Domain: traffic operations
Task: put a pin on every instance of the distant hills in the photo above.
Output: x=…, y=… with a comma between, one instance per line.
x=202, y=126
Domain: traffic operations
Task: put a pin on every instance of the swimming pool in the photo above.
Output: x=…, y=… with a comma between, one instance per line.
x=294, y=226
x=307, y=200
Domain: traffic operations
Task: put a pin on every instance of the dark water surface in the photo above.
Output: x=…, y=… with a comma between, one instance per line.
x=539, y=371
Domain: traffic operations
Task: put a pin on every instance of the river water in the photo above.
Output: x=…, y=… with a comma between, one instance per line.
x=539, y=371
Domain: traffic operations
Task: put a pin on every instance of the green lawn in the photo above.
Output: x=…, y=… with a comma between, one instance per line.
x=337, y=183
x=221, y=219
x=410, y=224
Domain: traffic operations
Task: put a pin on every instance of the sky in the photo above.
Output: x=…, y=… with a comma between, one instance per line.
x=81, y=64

______

> [Goal]
Locate every line in the entries above that contains the word "photo" and copy each of those lines out in full. Treat uppercase and lowercase as different.

> [Reply]
Task: put a pin on every instance of the distant hills in the photo above.
Task: put a pin on every instance of the swimming pool in the photo above.
Task: put a pin on every instance of the dark water surface in the photo above.
Task: put a pin on every instance of the river water in the photo above.
Task: put a pin on every instance of the green lawn in the photo above.
Task: put a pin on every instance of the sky in the photo above.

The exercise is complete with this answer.